## PROBLEM DESCRIPTION
This task is to restate all of the entries exactly.

[[ EXERCISE INPUTS open ]]

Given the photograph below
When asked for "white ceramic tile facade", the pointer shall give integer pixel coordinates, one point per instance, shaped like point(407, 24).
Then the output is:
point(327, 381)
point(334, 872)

[[ EXERCISE INPUTS closed ]]

## SOLUTION TO THIS TASK
Given the photograph below
When asked for "white ceramic tile facade", the pointer shall give integer pixel coordinates, one point per instance, shaped like point(407, 24).
Then the output is:
point(327, 381)
point(334, 872)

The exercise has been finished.